Work instructions:
Rewrite the rows below, substituting "Required format" for each occurrence of "Expected format" and leaving everything else unchanged.

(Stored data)
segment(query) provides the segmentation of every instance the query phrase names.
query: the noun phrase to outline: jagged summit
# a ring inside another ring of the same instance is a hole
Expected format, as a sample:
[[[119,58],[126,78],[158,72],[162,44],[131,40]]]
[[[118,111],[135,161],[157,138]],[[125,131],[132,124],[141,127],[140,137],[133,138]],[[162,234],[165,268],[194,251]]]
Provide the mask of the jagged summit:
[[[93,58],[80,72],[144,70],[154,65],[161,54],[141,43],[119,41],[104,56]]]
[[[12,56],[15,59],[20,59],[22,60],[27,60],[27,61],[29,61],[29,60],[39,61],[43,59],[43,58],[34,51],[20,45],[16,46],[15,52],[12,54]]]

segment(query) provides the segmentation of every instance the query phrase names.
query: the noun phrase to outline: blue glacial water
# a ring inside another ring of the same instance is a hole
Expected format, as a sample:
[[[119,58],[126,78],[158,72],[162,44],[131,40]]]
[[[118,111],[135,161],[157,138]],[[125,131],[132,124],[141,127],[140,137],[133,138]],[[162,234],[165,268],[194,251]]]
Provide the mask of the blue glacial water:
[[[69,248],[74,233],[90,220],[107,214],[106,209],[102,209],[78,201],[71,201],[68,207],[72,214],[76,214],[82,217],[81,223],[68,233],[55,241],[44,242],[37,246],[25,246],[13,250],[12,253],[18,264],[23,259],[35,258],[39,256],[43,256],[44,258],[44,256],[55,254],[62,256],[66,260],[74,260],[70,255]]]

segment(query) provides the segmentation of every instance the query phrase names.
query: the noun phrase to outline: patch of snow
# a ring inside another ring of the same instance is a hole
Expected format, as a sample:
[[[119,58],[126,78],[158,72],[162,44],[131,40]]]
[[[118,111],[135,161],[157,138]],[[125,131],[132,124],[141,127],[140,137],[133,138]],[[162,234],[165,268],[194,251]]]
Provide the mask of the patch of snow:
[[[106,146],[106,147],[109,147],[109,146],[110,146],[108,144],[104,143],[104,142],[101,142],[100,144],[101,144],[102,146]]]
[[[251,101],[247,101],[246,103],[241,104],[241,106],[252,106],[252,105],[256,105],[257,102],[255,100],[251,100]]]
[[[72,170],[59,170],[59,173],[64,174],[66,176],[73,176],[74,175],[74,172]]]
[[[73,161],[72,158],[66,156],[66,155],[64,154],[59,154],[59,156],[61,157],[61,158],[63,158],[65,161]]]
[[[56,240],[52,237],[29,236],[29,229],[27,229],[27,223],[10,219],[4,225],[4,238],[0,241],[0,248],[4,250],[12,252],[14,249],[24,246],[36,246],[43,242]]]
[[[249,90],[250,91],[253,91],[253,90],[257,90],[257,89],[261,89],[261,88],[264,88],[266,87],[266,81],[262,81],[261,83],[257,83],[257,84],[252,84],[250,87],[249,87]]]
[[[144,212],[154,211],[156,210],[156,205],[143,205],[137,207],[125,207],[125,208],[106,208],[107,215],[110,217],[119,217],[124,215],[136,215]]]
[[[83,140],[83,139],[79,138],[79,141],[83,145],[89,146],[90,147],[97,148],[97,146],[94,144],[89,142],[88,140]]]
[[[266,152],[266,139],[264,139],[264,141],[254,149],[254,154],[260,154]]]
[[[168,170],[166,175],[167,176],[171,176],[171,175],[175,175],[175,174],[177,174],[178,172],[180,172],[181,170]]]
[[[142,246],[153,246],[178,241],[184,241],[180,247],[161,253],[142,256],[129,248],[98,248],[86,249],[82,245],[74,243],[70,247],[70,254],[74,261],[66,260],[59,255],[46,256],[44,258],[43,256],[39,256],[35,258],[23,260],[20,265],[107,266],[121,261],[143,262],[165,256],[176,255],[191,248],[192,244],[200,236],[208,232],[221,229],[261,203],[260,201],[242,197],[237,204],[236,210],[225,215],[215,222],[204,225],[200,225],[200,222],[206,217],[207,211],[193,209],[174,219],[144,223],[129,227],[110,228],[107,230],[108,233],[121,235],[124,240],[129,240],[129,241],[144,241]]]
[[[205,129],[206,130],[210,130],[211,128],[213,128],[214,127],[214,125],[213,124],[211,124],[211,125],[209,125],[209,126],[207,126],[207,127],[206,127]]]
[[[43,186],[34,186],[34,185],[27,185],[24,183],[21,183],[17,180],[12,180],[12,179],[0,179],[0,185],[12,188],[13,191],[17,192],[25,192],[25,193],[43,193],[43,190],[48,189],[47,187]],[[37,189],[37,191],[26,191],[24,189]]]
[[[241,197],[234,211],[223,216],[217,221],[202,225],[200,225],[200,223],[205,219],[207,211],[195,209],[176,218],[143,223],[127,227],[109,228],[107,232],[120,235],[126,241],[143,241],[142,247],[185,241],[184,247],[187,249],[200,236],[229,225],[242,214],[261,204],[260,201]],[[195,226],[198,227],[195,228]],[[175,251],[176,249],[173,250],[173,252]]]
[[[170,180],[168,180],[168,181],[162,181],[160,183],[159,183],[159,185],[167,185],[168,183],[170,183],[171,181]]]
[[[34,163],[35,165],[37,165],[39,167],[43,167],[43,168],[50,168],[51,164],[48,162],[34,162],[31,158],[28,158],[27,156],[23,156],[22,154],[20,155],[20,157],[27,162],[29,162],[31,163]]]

Complete answer:
segment(query) provides the segmentation of every instance the query phrase names.
query: the noun phrase to outline: jagged summit
# a ring inside another ring of the same instance is a hole
Required format, as a sample:
[[[119,58],[126,78],[158,72],[162,44],[131,40]]]
[[[118,111],[135,161],[157,138]],[[125,131],[132,124],[141,127],[140,137],[133,138]],[[162,234],[165,268],[194,251]]]
Provide the mask of the jagged summit:
[[[93,58],[80,72],[144,70],[154,65],[161,54],[141,43],[119,41],[104,56]]]
[[[12,56],[15,59],[20,59],[22,60],[27,60],[27,61],[29,61],[29,60],[39,61],[43,59],[43,58],[34,51],[20,45],[16,46],[15,52],[12,54]]]

segment(query) provides the segmentation of every instance the query phrase names.
query: the noun phrase to outline: blue glacial water
# a ring inside another ring of the same instance is a hole
Required format, as a sample:
[[[119,58],[126,78],[158,72],[162,44],[131,40]]]
[[[118,111],[135,161],[157,138]],[[125,131],[132,124],[141,127],[140,137],[133,138]],[[162,234],[165,268],[194,251]]]
Provide the mask of the blue glacial water:
[[[69,248],[74,233],[90,220],[107,214],[106,209],[102,209],[78,201],[71,201],[68,207],[72,214],[76,214],[82,217],[81,223],[68,233],[55,241],[44,242],[37,246],[25,246],[13,250],[12,253],[18,264],[23,259],[35,258],[39,256],[43,256],[44,258],[44,256],[55,254],[62,256],[66,260],[74,260],[70,255]]]

segment(query) provides the segmentation of every instance the query phrase names.
query: the noun phrase to outline: patch of snow
# a ring inside another ring of the same instance is a hole
Required format, as a sample:
[[[119,58],[126,78],[158,72],[162,44],[131,40]]]
[[[118,111],[135,161],[157,138]],[[125,131],[132,124],[141,127],[140,137],[133,138]],[[162,234],[165,268],[194,251]]]
Provide the mask of the patch of snow:
[[[106,146],[106,147],[109,147],[109,146],[110,146],[108,144],[104,143],[104,142],[101,142],[100,144],[101,144],[102,146]]]
[[[251,101],[247,101],[246,103],[241,104],[241,106],[252,106],[252,105],[256,105],[257,102],[255,100],[251,100]]]
[[[72,170],[59,170],[59,173],[64,174],[66,176],[73,176],[74,175],[74,172]]]
[[[73,161],[72,158],[66,156],[66,155],[64,154],[59,154],[59,156],[61,157],[61,158],[63,158],[65,161]]]
[[[56,240],[52,237],[29,236],[29,229],[27,229],[27,223],[10,219],[4,225],[4,238],[0,241],[0,248],[4,250],[12,252],[14,249],[24,246],[36,246],[43,242]]]
[[[249,90],[250,91],[253,91],[253,90],[257,90],[257,89],[261,89],[261,88],[264,88],[266,87],[266,81],[262,81],[261,83],[257,83],[257,84],[252,84],[250,87],[249,87]]]
[[[144,212],[154,211],[156,210],[156,205],[143,205],[137,207],[125,207],[125,208],[106,208],[107,215],[110,217],[119,217],[124,215],[136,215]]]
[[[83,140],[83,139],[79,138],[79,141],[83,145],[89,146],[90,147],[97,148],[97,146],[94,144],[89,142],[88,140]]]
[[[266,152],[266,139],[264,139],[264,141],[254,149],[254,154],[260,154]]]
[[[168,170],[166,175],[167,176],[171,176],[171,175],[175,175],[175,174],[177,174],[178,172],[180,172],[181,170]]]
[[[142,246],[153,246],[178,241],[184,241],[180,247],[161,253],[142,256],[129,248],[98,248],[86,249],[82,245],[74,243],[70,247],[70,254],[74,261],[66,260],[59,255],[46,256],[44,258],[43,256],[39,256],[35,258],[23,260],[20,265],[107,266],[121,261],[143,262],[165,256],[176,255],[191,248],[192,244],[200,236],[208,232],[221,229],[261,203],[260,201],[242,197],[237,204],[236,210],[225,215],[215,222],[204,225],[200,225],[200,222],[206,217],[207,211],[193,209],[174,219],[144,223],[129,227],[110,228],[107,230],[108,233],[121,235],[124,240],[129,240],[129,241],[144,241]]]
[[[205,129],[206,130],[210,130],[211,128],[213,128],[214,127],[214,125],[213,124],[211,124],[211,125],[209,125],[209,126],[207,126],[207,127],[206,127]]]
[[[43,186],[34,186],[34,185],[27,185],[24,183],[21,183],[17,180],[12,180],[12,179],[0,179],[0,185],[12,188],[13,191],[17,192],[25,192],[25,193],[43,193],[43,190],[48,189],[47,187]],[[37,189],[37,191],[26,191],[24,189]]]
[[[241,197],[234,211],[223,216],[217,221],[202,225],[200,225],[200,223],[205,219],[207,211],[195,209],[176,218],[143,223],[127,227],[109,228],[107,232],[120,235],[126,241],[143,241],[142,247],[185,241],[184,247],[187,249],[200,236],[229,225],[242,214],[261,204],[260,201]],[[195,226],[198,227],[195,228]],[[175,251],[176,249],[173,250],[173,252]]]
[[[170,180],[168,180],[168,181],[162,181],[160,183],[159,183],[159,185],[167,185],[168,183],[170,183],[171,181]]]
[[[34,163],[35,165],[37,165],[39,167],[43,167],[43,168],[50,168],[51,164],[48,162],[34,162],[31,158],[28,158],[27,156],[23,156],[22,154],[20,155],[20,157],[27,162],[29,162],[31,163]]]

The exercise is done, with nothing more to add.